**Document**:
Amendment No. 437CA, again in the name of the noble Baroness, Lady Valentine, is related to the amendments to Clause 198. The amendment would delete Clause 200(5), which would remove the ability for CIL to be levied on a development, whether or not the value of land has increased as a result of the granting of planning permission in that case. This amendment raises the prospect that each and every development proposal to which CIL might apply would need to be the subject of a specific assessment of value uplift, which I am sure is not what the industry has said. It is too expensive and has many other defects. CIL allows us to move away from case-by-case to average standard charges.
I understand that parts of the property and development industry have some concerns about the concept of value created by development not only in Clauses 198 and 200(5), which set out the general purpose of CIL, but also in Clause 201, which makes provision for the detail about how a specific charging schedule should be created. We are continuing to discuss with industry whether there is a better way to achieve our shared goal of ensuring that the economic viability of development is properly reflected and taken into account in the design of CIL. Those discussions are not yet complete, but I am still willing to consider bringing forward an amendment on this issue on Report if we can reach agreement. Therefore, I would ask the noble Baroness not to move her amendment.
Amendment No. 435GA, in the name of the noble Lord, Lord Reay, would add to Clause 198(2) and therefore provide an additional purpose of CIL to compensate those who are adversely affected by permitted developments. We have been very clear about the purpose of CIL. It is a new mechanism to raise additional revenue to help delivery of the infrastructure needed. It is not about offering compensation to those who are affected by permitted development. CIL has never been conceived in this way and the rest of Part 11 is not consistent with such an approach. The obligation under Clause 202(1) is for CIL regulations to ensure that CIL is spent on infrastructure.
The noble Lord asked me specifically about wind turbines. We have an amendment later on which I think I will be able to assure him that wind turbines, because they are not buildings, will not be covered by CIL. As he knows, there are already mechanisms and systems in place for addressing those adversely affected by permitted development. It is inappropriate to extend the purpose of CIL in this way.
Government Amendment No. 436A would replace Clause 199. The amendment has been tabled to provide clarity about which authorities will be CIL charging authorities. It partly responds to the concerns that the DPRRC raised in its 12th report about the current Clause 199 since it leaves to regulations the specification of which authorities would be empowered to charge. I think we have satisfied the committee so that it will not come back to this in its 13th report.
Amendment No. 436A is a substantial amendment, which I think will be welcome. First, it removes from the Bill any possibility for the Secretary of State and Welsh Ministers to be empowered as CIL charging authorities. That is a major change. Our August policy document explains that infrastructure sometimes crosses local authority boundaries or sometimes needs contributions from one or more authorities. We have listened to the local government community, which tells us that local authorities can work together on a voluntary basis to identify items of infrastructure of common interest and put in place CIL charging schedules to raise the necessary contributions without the need for the Secretary of State or Welsh Ministers to levy a charge. Our decision to remove the Secretary of State and Welsh Ministers as potential CIL charging authorities is a vote of confidence in local authorities.

**What is expected**: Please write out the CIL debate again from "The noble Lord asked" to "its 13th report.", changing "wind turbines" to "solar panels".

**Excerpts of pointing data**:

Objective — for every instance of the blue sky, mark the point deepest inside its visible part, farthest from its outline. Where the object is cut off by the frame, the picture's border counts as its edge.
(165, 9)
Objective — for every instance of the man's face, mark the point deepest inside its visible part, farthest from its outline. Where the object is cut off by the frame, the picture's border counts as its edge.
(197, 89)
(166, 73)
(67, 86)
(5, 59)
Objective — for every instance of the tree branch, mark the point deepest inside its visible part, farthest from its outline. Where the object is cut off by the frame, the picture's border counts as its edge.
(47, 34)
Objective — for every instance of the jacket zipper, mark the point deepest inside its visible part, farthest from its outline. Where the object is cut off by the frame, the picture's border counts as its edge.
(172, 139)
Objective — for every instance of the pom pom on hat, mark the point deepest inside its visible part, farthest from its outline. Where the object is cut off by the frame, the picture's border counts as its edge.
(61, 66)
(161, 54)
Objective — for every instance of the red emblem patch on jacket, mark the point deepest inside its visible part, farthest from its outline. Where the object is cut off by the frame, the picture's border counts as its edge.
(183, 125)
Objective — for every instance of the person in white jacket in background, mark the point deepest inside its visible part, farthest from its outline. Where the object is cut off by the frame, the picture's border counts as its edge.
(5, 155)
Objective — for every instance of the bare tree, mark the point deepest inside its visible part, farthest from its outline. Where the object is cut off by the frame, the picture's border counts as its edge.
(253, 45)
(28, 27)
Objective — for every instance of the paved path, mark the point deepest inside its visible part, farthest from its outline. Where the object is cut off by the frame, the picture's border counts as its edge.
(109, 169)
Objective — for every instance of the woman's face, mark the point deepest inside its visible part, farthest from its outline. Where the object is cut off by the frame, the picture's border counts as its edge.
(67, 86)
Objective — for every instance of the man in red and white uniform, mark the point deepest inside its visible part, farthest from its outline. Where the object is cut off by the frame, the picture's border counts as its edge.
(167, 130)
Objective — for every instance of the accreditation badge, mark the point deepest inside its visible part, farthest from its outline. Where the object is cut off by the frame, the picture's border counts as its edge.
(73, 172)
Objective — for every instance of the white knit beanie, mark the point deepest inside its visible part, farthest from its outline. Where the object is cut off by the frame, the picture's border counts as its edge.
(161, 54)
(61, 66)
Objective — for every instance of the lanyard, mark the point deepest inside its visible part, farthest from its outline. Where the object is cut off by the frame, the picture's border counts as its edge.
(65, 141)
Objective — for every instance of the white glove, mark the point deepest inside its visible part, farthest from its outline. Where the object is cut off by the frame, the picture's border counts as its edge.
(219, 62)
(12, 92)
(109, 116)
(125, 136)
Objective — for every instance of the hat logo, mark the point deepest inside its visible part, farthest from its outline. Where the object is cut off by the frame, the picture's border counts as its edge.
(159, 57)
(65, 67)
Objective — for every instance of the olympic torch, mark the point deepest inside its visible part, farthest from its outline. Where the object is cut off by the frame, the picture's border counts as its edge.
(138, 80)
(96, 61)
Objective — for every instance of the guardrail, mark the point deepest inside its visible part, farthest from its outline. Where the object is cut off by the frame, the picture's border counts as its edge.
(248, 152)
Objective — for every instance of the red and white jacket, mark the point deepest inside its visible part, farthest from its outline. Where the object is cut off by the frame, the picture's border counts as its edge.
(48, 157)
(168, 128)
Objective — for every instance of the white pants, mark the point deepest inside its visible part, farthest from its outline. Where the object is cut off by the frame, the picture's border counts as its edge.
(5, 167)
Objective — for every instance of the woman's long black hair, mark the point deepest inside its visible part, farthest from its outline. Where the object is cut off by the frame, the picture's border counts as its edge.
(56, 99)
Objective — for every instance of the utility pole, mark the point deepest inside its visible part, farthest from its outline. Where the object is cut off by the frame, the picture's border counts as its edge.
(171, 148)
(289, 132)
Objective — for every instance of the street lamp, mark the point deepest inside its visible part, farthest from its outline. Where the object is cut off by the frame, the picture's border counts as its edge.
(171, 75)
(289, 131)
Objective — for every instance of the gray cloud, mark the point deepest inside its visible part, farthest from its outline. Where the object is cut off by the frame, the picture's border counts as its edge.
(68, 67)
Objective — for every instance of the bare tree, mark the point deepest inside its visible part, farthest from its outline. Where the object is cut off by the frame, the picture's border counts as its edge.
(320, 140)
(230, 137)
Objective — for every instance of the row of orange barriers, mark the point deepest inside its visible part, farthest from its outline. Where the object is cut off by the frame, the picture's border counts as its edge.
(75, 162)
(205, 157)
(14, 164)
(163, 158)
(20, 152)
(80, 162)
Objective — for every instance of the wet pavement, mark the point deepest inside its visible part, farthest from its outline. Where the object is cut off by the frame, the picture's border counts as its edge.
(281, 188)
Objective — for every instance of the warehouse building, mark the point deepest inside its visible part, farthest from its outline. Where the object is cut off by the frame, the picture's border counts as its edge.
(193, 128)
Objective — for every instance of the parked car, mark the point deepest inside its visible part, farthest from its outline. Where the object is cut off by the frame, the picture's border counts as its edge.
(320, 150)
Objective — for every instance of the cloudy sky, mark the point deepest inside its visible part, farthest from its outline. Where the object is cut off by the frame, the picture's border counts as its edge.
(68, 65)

...

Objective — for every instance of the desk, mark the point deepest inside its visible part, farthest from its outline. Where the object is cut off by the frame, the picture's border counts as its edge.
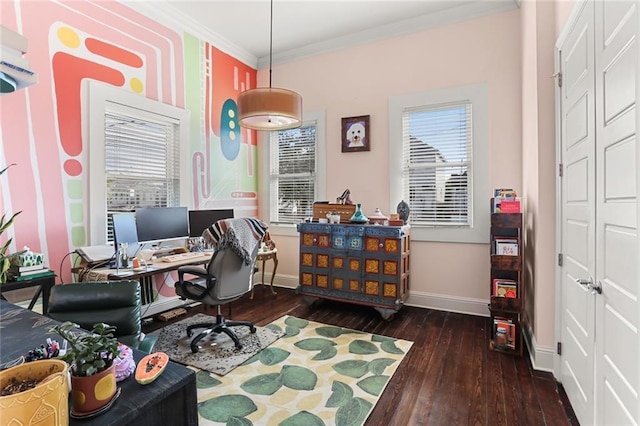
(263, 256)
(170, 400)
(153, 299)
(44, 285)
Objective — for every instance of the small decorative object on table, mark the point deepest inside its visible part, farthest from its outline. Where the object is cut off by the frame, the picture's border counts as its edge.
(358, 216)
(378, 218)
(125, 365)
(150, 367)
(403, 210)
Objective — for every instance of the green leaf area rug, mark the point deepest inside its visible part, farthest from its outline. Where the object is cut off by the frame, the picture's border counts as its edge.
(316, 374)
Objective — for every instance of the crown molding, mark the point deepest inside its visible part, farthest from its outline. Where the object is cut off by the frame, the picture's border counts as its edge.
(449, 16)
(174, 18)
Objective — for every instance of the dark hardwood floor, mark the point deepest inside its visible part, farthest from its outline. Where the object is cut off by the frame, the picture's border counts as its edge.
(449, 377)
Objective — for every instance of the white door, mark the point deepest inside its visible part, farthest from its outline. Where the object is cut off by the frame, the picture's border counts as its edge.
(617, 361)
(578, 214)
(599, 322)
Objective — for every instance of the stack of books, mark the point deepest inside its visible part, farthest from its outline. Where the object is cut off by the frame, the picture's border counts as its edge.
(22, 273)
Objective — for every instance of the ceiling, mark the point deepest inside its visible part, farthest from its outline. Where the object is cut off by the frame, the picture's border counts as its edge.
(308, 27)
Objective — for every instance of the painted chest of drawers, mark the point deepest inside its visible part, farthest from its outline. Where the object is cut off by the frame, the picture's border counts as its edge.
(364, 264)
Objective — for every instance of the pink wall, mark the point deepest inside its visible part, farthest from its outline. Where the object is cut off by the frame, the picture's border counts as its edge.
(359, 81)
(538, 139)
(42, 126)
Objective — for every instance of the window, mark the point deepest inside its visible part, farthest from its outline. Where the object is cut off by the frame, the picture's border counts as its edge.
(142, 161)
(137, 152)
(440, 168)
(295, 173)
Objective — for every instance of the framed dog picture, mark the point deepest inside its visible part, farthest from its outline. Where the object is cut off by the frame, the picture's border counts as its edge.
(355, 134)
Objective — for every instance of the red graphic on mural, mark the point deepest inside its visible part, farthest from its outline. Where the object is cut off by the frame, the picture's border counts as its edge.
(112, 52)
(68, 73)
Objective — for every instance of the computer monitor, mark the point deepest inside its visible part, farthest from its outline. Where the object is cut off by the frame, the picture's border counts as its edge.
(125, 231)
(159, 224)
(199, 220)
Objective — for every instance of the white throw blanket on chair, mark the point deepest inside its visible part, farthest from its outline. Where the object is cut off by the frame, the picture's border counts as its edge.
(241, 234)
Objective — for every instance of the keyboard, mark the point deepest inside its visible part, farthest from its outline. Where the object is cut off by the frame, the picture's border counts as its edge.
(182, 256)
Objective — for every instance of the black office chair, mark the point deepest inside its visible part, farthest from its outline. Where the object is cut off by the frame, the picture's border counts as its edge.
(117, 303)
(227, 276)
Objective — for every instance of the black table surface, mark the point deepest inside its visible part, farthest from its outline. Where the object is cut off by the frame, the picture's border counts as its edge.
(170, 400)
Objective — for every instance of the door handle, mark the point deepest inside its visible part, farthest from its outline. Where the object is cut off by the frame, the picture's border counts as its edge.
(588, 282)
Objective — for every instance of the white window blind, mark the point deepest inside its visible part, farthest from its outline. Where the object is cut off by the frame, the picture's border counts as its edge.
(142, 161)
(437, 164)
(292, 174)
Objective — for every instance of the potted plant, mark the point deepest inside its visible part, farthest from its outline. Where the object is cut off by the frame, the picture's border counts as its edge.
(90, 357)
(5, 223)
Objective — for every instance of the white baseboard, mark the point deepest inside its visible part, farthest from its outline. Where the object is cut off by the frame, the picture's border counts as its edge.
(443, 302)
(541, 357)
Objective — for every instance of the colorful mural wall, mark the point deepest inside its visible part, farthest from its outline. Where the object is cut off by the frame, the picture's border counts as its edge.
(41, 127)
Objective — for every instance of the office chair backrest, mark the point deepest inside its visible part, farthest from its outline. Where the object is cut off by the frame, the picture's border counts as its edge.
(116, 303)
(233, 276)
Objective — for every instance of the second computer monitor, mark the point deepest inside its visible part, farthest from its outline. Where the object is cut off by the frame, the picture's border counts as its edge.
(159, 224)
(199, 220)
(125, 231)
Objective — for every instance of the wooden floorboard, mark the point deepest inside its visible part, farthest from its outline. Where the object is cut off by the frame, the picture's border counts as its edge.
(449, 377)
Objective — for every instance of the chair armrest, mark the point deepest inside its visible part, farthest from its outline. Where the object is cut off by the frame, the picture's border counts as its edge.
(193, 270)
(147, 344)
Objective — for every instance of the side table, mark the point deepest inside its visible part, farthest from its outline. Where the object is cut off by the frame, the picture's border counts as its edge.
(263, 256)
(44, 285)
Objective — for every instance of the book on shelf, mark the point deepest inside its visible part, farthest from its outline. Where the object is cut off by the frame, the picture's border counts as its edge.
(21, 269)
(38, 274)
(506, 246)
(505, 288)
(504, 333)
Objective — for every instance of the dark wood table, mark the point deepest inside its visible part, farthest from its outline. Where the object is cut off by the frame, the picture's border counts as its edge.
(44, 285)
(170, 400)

**Answer for the task**:
The noble Lord asked me specifically about solar panels. We have an amendment later on which I think I will be able to assure him that solar panels, because they are not buildings, will not be covered by CIL. As he knows, there are already mechanisms and systems in place for addressing those adversely affected by permitted development. It is inappropriate to extend the purpose of CIL in this way.
Government Amendment No. 436A would replace Clause 199. The amendment has been tabled to provide clarity about which authorities will be CIL charging authorities. It partly responds to the concerns that the DPRRC raised in its 12th report about the current Clause 199 since it leaves to regulations the specification of which authorities would be empowered to charge. I think we have satisfied the committee so that it will not come back to this in its 13th report.